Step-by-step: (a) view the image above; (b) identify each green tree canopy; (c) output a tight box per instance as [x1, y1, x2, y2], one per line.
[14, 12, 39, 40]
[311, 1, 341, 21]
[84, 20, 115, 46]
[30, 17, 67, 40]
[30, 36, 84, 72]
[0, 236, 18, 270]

== Required action ==
Could you write the whole listing out again, line for line?

== Response box ==
Step-by-step: (a) view the image above; (b) identify each green tree canopy; (c) output a tight box per instance as [x1, y1, x2, y2], one per line.
[14, 12, 39, 40]
[311, 1, 341, 21]
[84, 20, 115, 46]
[30, 17, 67, 40]
[30, 36, 84, 72]
[0, 236, 18, 270]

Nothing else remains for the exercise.